EXERCISE DIRECTIONS: Counting only lines that contain the string "grass", how many are there in the data? Say the number alone.

BEGIN THE INPUT

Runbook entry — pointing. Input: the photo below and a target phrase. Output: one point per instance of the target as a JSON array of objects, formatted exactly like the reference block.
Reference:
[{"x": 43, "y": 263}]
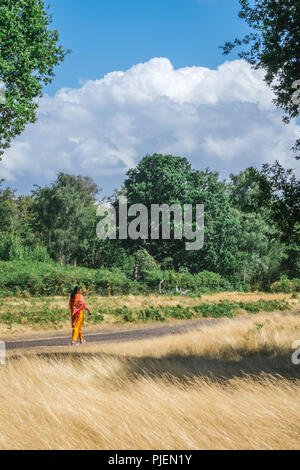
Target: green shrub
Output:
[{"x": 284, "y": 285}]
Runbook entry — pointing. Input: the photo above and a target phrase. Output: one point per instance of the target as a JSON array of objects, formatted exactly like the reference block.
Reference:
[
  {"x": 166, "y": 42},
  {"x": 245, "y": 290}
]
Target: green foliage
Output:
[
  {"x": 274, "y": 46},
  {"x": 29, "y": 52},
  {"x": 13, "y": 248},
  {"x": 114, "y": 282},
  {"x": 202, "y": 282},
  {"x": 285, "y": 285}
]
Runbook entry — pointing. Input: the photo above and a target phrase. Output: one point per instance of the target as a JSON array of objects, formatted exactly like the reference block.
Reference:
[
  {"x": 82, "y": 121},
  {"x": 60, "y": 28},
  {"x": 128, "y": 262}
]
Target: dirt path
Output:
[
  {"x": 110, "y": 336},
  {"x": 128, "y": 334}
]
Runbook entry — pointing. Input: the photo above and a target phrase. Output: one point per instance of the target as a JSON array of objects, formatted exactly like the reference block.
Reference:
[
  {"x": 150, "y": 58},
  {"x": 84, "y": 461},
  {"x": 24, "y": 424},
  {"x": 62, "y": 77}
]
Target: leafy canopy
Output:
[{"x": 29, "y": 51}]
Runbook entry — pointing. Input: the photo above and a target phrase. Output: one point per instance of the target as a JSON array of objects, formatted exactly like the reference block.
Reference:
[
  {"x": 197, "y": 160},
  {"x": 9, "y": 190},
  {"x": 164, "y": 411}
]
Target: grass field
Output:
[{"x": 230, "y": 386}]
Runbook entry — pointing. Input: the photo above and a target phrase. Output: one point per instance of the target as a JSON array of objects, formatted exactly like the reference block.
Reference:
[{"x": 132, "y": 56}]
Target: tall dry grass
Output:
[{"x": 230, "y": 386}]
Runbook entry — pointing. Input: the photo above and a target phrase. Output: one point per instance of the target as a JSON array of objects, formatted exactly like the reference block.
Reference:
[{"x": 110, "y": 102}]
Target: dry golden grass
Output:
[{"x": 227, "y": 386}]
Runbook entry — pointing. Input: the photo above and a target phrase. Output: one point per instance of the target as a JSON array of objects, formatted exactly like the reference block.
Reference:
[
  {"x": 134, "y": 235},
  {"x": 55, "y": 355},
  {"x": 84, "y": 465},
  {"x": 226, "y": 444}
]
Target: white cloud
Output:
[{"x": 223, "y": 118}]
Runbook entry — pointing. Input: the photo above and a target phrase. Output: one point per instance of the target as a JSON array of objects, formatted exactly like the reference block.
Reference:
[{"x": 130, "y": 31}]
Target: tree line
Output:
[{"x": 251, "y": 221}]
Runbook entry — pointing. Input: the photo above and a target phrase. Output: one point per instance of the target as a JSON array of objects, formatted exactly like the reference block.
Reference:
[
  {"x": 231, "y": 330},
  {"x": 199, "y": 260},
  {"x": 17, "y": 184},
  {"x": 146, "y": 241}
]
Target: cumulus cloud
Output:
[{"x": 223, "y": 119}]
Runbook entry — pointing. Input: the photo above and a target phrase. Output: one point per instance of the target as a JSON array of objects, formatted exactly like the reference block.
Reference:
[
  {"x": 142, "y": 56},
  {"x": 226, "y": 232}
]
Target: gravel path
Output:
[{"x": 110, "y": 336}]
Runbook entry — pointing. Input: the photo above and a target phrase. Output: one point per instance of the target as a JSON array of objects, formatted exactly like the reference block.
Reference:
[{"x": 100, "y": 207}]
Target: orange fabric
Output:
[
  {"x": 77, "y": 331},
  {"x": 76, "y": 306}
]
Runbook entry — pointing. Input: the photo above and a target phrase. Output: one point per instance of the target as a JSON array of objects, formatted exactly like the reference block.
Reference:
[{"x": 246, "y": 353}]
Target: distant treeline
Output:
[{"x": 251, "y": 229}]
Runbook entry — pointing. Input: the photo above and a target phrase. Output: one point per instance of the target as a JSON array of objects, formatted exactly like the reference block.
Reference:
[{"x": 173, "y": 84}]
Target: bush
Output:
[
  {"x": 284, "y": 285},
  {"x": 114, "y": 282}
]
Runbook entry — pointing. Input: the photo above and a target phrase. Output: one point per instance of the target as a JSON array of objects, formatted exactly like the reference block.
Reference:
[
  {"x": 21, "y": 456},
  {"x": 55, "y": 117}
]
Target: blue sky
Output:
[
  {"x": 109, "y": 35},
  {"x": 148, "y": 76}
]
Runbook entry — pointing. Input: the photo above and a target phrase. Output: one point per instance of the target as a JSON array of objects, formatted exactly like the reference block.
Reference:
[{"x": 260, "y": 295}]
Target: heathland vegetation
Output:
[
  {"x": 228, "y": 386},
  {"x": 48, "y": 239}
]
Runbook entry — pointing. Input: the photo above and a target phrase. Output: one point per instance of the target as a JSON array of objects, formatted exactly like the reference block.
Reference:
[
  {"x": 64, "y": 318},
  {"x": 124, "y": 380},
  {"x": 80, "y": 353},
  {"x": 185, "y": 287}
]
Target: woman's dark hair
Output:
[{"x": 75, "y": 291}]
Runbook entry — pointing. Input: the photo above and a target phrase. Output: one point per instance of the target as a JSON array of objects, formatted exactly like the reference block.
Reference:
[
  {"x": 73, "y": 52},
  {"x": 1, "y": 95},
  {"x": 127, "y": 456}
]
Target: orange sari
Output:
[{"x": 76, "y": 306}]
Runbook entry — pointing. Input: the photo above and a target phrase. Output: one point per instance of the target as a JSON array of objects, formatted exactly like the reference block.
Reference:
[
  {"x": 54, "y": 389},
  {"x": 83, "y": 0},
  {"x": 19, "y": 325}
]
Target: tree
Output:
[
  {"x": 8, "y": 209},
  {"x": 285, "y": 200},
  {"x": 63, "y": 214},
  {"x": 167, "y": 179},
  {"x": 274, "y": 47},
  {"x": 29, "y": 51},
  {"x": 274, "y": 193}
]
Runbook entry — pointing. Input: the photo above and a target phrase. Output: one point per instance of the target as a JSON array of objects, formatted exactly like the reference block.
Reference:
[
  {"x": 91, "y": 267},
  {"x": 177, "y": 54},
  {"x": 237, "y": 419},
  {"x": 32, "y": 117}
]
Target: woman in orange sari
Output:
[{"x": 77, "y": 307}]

END THE INPUT

YOUR RESPONSE: 3